Instruction =>
Starting with the line containing "Can you see the cloudy" and going on through the end of the data, copy every line and shift each coordinate value in the answers up by 57.

########

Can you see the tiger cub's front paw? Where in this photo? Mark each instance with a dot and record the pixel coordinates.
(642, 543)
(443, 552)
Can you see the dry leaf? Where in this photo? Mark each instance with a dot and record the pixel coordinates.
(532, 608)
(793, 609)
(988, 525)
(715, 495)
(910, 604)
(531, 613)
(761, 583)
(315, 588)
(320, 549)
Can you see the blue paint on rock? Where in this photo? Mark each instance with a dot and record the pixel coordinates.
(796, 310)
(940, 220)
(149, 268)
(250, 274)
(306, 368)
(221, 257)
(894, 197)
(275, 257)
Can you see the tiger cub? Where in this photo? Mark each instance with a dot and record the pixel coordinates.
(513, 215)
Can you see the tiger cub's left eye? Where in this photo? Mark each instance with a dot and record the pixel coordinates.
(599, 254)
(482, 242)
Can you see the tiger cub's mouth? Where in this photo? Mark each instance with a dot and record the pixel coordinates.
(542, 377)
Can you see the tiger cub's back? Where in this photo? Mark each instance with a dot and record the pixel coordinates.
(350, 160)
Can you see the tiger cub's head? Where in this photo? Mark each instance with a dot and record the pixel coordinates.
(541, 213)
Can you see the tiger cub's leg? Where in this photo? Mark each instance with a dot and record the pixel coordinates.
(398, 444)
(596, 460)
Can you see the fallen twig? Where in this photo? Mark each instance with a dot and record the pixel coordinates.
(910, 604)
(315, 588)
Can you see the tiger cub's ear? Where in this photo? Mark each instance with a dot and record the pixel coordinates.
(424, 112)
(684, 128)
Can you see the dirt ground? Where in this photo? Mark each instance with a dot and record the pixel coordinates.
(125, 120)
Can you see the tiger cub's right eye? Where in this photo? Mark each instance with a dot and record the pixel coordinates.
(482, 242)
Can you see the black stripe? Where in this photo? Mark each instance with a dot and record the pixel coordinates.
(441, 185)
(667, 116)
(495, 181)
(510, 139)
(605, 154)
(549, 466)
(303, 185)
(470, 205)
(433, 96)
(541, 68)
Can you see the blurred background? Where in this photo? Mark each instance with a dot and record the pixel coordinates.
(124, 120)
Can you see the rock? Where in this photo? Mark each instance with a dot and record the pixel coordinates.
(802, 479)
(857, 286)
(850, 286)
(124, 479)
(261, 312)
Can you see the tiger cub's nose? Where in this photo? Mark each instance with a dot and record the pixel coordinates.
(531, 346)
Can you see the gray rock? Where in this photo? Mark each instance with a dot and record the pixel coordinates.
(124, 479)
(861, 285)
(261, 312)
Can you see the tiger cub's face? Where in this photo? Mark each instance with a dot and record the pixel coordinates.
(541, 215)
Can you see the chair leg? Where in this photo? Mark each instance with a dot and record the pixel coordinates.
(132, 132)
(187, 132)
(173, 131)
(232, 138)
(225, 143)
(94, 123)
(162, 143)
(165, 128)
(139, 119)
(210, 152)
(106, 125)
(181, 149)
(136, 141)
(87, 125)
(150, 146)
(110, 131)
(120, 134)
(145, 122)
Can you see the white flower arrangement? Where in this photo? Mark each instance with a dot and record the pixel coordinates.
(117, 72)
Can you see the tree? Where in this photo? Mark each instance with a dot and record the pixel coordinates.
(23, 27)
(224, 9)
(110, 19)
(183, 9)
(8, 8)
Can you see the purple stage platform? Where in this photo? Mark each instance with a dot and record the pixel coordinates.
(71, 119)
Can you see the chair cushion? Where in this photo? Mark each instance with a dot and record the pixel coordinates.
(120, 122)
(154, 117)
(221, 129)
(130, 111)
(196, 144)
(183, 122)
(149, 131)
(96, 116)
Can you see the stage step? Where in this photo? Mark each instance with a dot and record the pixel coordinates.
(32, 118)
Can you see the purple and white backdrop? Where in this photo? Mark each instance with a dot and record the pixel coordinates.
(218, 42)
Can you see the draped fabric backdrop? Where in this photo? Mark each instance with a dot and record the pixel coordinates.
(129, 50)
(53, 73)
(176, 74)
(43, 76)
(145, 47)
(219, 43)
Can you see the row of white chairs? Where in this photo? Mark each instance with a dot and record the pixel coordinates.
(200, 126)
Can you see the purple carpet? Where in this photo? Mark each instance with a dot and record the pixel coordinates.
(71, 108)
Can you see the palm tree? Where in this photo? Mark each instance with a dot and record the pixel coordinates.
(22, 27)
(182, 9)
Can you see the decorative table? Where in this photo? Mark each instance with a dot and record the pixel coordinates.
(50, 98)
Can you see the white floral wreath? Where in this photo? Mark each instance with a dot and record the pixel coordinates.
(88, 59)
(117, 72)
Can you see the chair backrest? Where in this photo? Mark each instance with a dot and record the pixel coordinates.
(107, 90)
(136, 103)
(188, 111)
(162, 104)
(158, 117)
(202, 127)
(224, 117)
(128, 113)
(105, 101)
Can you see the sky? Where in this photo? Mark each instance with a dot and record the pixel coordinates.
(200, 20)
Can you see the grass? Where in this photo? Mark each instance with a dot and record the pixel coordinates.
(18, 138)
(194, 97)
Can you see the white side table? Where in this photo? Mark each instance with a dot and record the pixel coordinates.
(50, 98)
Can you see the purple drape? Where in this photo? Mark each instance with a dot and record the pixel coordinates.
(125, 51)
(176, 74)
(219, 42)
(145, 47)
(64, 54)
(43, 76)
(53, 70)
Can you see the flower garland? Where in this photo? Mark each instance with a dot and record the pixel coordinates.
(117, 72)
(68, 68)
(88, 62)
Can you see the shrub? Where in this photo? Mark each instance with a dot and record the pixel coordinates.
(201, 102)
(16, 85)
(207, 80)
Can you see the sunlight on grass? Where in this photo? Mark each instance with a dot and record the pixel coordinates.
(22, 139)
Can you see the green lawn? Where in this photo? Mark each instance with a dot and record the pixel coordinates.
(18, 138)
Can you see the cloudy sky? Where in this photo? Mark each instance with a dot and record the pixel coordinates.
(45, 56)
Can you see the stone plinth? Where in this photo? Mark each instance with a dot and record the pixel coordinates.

########

Reply to the task =>
Can you see the cloudy sky? Where in this photo? Mark each instance with a dot and record the pixel coordinates.
(102, 113)
Can you see the stone plinth? Where in this photo? Mark each instance with a dot and record the pixel coordinates.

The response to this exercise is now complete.